ASSIGNED TASK 1: Decide whether each statement agrees with the nature notes, answering yes or no and quoting the deciding words: (a) Hackberry is the dominant tree in the forested areas. (b) Andrew Jackson's horse was found at the bottom of the sink hole. (c) The columns on the front of the main house are made of stone.
ASSIGNED TASK 2: Copy the part of the nature notes starting at "Revival (no tent" and ending at "in the forest.".

Slave quarters (formerly the early Jackson house), with an impressive understory of privet in the forest behind

Turkeys moved onto the site a few years ago and are now abundant, as are deer, groundhogs, and foxes.

Hackberry is the dominant tree in the forested areas. Its bark is characteristically "knobby" with corky projections

A few years ago, the Hermitage cleaned out this sink hole (>80 tons of garbage). Andrew Jackson's horse was reputed to lie at the bottom. The horse was never found, but when the wind settles down, the smell of the chemicals that were dumped down there wafts up. Humans have been dumping history into this hole for generations.

Jackson did not like to spend money unnecessarily. The columns on the front of the main house are wooden, painted with sand-encrusted paint to make them look like stone. The "marble" inside the house is cleverly painted wood. The "mahogany" doors are faux. Perhaps there is a reason why Jackson was the only president to pay off the national debt...
Revival (no tent please)
Air from the Gulf of Mexico has come for a visit, bringing warmth, rain, and ever-changing clouds. I took this shot yesterday morning before walking into Shakerag Hollow.

As wet air hits the slopes, it gets pushed up and cooled, making low-hanging clouds that rise and fall slowly, dipping us into and out of the fog.
Mosses and lichens love this weather. No tree canopy interferes with their feeding (there is now more light on the ground than in mid-summer) and the gentle rains moisten, plump, and revive them.
They seem ignited, hungry for light. I could dive into their green: alive!
In the heavy rain, I briefly took shelter under a rock overhang.
Another species had done the same last summer. This is the old nest of a phoebe, tucked into the back wall. It is lined with dried moss, perhaps plucked from the same clumps of moss that I had been admiring in the forest.

INFORMATION:
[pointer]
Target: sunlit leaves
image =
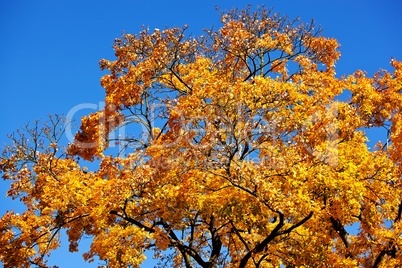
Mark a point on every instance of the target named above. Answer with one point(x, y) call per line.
point(245, 154)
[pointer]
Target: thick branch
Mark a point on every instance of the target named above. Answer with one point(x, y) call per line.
point(338, 227)
point(216, 243)
point(390, 251)
point(260, 246)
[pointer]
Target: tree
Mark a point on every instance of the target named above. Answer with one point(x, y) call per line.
point(245, 151)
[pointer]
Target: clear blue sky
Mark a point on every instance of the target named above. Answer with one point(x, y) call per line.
point(49, 50)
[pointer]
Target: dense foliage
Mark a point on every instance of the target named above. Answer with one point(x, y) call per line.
point(245, 150)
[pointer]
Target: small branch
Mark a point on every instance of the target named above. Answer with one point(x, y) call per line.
point(338, 227)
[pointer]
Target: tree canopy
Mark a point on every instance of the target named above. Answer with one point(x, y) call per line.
point(241, 148)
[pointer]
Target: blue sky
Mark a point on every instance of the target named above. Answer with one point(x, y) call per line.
point(49, 50)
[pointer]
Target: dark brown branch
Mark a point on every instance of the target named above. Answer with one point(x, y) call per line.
point(133, 221)
point(338, 227)
point(260, 246)
point(390, 251)
point(398, 217)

ANSWER SPACE 1:
(a) Yes: "Hackberry is the dominant tree in the forested areas."
(b) No: "The horse was never found"
(c) No: "The columns on the front of the main house are wooden, painted with sand-encrusted paint to make them look like stone."

ANSWER SPACE 2:
Revival (no tent please)
Air from the Gulf of Mexico has come for a visit, bringing warmth, rain, and ever-changing clouds. I took this shot yesterday morning before walking into Shakerag Hollow.

As wet air hits the slopes, it gets pushed up and cooled, making low-hanging clouds that rise and fall slowly, dipping us into and out of the fog.
Mosses and lichens love this weather. No tree canopy interferes with their feeding (there is now more light on the ground than in mid-summer) and the gentle rains moisten, plump, and revive them.
They seem ignited, hungry for light. I could dive into their green: alive!
In the heavy rain, I briefly took shelter under a rock overhang.
Another species had done the same last summer. This is the old nest of a phoebe, tucked into the back wall. It is lined with dried moss, perhaps plucked from the same clumps of moss that I had been admiring in the forest.